Records for processing:
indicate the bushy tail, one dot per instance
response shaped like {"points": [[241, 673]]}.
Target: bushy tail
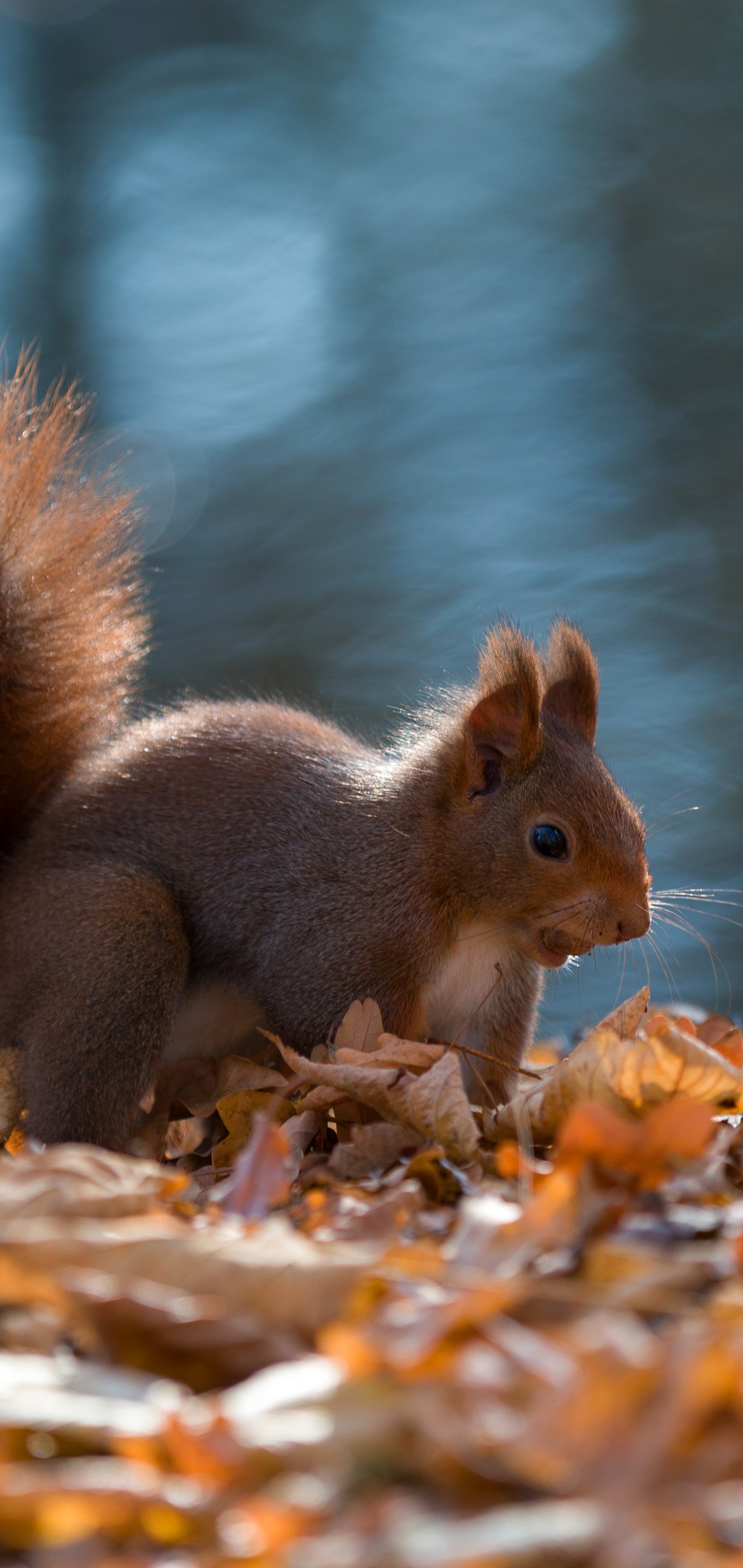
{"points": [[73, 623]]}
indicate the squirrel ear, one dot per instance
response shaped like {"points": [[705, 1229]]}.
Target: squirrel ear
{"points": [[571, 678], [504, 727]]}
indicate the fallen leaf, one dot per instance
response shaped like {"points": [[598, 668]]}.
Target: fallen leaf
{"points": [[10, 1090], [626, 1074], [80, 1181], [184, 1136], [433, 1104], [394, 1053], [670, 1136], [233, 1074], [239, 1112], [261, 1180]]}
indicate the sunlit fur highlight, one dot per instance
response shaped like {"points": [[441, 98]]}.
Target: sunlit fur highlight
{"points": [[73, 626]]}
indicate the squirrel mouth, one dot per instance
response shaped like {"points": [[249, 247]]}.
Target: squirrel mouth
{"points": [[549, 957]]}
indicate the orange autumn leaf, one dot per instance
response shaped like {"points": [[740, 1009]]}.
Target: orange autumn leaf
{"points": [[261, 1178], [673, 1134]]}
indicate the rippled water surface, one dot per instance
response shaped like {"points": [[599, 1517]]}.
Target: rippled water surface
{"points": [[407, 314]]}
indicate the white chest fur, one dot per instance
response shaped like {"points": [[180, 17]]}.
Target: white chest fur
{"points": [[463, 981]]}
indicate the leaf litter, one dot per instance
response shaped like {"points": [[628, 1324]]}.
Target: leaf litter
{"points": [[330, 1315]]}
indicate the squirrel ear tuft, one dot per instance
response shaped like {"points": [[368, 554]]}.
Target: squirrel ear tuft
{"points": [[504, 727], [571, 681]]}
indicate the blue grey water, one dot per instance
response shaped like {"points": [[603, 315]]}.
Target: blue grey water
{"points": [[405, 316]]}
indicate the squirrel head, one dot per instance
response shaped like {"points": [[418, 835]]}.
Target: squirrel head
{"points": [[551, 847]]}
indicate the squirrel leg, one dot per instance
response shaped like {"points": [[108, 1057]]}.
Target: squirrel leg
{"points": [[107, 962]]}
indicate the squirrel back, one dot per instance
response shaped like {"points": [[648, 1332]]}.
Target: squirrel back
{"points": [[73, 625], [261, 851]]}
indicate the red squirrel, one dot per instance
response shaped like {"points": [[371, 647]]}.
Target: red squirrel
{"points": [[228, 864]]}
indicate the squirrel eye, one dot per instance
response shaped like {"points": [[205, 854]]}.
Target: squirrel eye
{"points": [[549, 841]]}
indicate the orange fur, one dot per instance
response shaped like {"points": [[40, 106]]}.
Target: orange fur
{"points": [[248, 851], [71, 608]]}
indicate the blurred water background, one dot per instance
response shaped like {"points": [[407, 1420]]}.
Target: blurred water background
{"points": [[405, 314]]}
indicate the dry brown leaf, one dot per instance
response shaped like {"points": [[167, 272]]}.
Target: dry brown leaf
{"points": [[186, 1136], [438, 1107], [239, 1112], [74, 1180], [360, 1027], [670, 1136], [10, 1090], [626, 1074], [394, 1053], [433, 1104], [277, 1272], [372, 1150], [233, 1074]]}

---

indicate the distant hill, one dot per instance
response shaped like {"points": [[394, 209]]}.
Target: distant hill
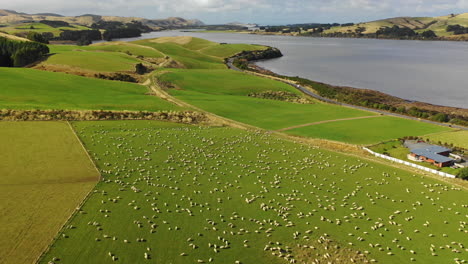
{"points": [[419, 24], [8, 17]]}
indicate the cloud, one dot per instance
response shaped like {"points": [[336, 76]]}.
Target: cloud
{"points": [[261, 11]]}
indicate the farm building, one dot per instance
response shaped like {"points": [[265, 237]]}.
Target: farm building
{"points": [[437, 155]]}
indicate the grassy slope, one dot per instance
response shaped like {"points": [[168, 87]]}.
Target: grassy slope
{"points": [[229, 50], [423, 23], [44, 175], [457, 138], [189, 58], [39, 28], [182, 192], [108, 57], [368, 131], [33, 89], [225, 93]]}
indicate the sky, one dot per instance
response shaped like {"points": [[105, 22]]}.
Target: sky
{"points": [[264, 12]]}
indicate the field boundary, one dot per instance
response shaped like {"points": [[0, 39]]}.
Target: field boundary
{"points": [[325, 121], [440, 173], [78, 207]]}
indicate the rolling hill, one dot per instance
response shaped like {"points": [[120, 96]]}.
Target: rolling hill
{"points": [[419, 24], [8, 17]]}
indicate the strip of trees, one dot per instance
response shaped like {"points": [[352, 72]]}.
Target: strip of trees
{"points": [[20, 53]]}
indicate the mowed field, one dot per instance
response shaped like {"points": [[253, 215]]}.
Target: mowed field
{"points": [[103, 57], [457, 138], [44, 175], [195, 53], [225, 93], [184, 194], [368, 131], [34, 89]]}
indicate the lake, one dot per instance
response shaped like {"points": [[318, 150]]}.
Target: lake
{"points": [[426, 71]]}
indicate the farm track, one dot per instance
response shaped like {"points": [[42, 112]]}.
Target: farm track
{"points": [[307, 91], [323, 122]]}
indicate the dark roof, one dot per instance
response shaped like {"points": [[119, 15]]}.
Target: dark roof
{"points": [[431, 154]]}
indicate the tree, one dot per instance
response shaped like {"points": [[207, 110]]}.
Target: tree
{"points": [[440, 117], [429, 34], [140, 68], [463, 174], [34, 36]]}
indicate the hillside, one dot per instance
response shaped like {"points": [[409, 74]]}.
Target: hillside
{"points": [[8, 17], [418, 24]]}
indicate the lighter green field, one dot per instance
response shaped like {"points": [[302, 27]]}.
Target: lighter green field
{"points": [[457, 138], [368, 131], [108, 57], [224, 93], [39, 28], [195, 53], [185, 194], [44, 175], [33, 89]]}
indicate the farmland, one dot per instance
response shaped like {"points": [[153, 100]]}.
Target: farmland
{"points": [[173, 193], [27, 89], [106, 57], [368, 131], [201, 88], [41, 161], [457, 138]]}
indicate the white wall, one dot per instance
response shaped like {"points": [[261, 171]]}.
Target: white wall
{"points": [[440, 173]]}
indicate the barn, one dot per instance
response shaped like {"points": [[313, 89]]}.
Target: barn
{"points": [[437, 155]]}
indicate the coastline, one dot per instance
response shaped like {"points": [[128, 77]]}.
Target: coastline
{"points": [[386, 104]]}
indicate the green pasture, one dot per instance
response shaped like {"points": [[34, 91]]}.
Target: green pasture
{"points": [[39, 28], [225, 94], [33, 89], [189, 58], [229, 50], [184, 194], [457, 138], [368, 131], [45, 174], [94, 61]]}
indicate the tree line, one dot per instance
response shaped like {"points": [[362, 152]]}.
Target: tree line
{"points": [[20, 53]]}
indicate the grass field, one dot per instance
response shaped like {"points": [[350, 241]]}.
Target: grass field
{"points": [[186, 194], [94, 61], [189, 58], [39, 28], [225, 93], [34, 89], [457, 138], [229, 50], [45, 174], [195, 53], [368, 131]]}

Written problem: Filter the data above down to the lines that contain the string "grassy", and copy each of those lines unchanged.

Output of the task:
indicate the grassy slope, one dot per instance
Target: grassy slope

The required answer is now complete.